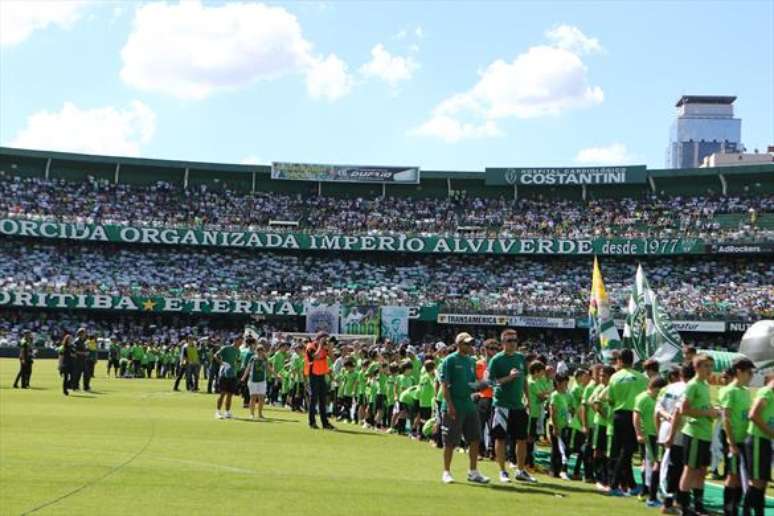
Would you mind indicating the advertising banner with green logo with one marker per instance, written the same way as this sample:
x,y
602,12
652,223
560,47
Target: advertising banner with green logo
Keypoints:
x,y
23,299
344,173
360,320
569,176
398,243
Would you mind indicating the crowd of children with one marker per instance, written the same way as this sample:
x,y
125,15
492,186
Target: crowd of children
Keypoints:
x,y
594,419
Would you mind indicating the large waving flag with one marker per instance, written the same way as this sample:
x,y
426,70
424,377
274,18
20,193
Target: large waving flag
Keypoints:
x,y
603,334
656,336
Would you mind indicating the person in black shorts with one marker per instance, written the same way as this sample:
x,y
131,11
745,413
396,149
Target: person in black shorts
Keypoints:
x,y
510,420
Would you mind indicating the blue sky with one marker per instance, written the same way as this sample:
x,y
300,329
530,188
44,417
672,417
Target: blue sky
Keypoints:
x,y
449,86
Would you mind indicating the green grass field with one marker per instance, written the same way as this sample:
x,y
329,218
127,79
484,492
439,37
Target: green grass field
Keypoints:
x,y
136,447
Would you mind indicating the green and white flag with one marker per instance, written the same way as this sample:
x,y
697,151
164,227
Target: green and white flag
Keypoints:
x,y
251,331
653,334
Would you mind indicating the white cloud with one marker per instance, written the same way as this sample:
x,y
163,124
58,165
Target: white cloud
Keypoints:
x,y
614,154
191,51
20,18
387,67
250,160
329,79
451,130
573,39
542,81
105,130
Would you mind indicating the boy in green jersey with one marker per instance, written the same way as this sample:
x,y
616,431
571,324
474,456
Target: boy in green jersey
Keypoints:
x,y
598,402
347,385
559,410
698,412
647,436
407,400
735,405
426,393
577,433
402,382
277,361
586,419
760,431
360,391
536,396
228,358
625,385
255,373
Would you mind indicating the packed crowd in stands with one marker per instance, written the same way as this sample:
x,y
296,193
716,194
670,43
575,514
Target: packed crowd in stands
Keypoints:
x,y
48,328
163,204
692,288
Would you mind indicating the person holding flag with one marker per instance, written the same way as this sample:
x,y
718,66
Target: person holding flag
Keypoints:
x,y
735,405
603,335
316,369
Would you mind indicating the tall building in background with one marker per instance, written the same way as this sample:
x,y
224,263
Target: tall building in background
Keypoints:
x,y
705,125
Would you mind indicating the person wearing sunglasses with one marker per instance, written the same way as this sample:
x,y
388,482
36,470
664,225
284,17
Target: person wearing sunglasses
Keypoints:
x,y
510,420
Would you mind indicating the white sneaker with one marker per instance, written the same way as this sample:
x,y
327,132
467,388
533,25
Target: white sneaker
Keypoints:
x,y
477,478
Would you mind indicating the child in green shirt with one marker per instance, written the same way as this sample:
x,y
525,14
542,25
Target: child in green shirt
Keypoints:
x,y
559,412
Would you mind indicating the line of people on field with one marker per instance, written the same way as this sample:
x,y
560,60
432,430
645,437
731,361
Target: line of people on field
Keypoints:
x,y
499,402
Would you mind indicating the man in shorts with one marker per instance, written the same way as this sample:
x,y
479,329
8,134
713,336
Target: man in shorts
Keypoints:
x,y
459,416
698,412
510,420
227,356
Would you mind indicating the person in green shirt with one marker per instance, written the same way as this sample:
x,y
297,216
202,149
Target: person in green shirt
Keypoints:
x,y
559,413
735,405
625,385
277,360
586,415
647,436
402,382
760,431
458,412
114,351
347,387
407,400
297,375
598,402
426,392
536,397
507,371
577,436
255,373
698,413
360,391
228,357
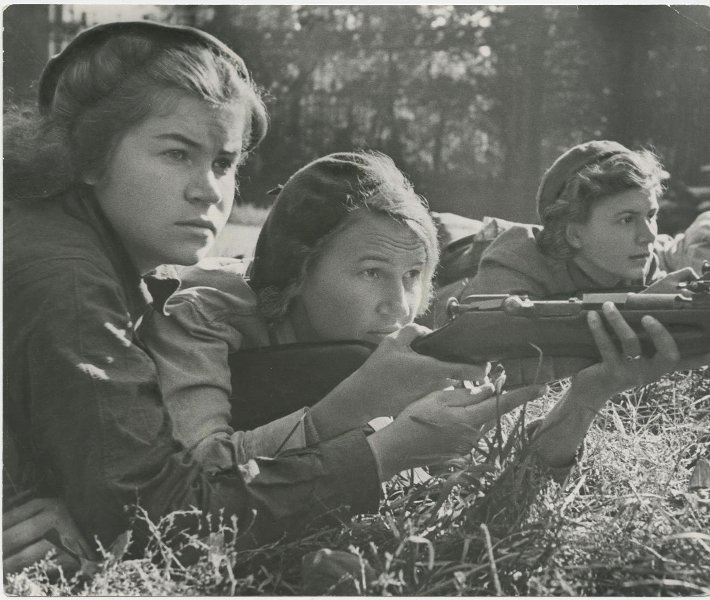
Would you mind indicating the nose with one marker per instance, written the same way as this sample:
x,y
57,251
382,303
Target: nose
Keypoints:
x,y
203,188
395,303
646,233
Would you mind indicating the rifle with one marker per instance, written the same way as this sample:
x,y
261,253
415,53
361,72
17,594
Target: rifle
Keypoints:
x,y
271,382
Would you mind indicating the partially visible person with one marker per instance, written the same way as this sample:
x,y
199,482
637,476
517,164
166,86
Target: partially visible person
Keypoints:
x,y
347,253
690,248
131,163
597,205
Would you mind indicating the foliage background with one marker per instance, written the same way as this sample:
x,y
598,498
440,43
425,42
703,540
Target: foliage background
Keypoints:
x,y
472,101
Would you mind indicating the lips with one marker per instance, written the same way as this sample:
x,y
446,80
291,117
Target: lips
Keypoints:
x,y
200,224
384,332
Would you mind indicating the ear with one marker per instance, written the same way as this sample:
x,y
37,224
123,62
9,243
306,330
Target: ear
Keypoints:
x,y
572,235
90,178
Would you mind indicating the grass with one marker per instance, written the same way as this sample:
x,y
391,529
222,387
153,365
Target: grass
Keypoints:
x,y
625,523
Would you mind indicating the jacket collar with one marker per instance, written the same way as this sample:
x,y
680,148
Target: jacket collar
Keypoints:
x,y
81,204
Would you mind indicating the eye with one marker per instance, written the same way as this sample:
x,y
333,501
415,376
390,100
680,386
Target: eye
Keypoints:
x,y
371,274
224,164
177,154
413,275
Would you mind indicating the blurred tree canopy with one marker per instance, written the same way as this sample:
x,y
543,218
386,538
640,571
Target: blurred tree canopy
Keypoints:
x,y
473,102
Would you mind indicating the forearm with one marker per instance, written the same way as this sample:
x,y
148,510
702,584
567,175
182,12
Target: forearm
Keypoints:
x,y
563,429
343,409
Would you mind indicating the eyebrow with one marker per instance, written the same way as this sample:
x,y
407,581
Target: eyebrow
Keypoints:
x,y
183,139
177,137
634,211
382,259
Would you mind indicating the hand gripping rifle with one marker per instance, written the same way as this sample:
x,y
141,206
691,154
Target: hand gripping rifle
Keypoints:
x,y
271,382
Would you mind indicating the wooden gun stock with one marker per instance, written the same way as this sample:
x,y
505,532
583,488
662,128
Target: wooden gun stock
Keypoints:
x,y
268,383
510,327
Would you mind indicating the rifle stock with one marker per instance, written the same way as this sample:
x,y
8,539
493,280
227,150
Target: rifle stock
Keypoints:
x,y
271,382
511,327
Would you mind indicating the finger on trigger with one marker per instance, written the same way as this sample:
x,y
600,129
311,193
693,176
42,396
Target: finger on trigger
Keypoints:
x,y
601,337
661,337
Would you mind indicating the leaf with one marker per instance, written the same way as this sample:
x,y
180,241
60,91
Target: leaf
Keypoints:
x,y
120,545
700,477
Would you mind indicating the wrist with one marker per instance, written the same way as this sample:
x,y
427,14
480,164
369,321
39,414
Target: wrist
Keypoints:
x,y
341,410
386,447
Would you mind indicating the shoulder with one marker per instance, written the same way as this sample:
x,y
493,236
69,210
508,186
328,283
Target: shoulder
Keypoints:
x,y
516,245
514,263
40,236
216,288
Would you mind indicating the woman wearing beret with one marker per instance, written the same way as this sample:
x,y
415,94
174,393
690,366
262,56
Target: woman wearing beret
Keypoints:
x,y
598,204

----

■ What to produce ■
Give the lines exactly as they stand, from the line with "Would you mind indicating the wooden" through the end of the material.

■ The completed task ■
Would you mind indicating the wooden gun stock with one marker per instance, written the same way as this sample:
x,y
505,532
583,488
662,128
Target: wooden gun stock
Keypoints:
x,y
268,383
510,327
Would you mind indicating the rifle stock with one marker per instance, written the same way as this sample:
x,y
8,539
493,280
227,150
Target: rifle stock
Keypoints:
x,y
271,382
511,327
Would you mind indicating the finger on trigger with one marker per instance, written the same way as this sample:
x,y
600,129
311,193
693,176
42,396
Target: finger on trigger
Keypoints:
x,y
601,337
661,337
Would you mind indicating the leaf with one marker per instance, written the same way as this sample:
x,y
180,241
60,91
Target: leaf
Keypoints:
x,y
120,545
700,477
Would you mind indicating the wrist with one marker per instance, written the same way as this sample:
x,y
427,14
480,164
369,321
39,414
Target: wrist
Keypoints:
x,y
341,410
386,447
Would you mind indicating the shoulder with one marker per instance, written the same way as this sample:
x,y
493,236
69,210
508,186
328,283
Target: shoulder
Keypoints:
x,y
516,245
514,263
40,236
216,288
Would you mind indicating the woman wearing beret with one marker per instance, written the same way as this sample:
x,y
415,94
174,393
690,366
262,56
Target: woman wearing beret
Keypoints:
x,y
598,204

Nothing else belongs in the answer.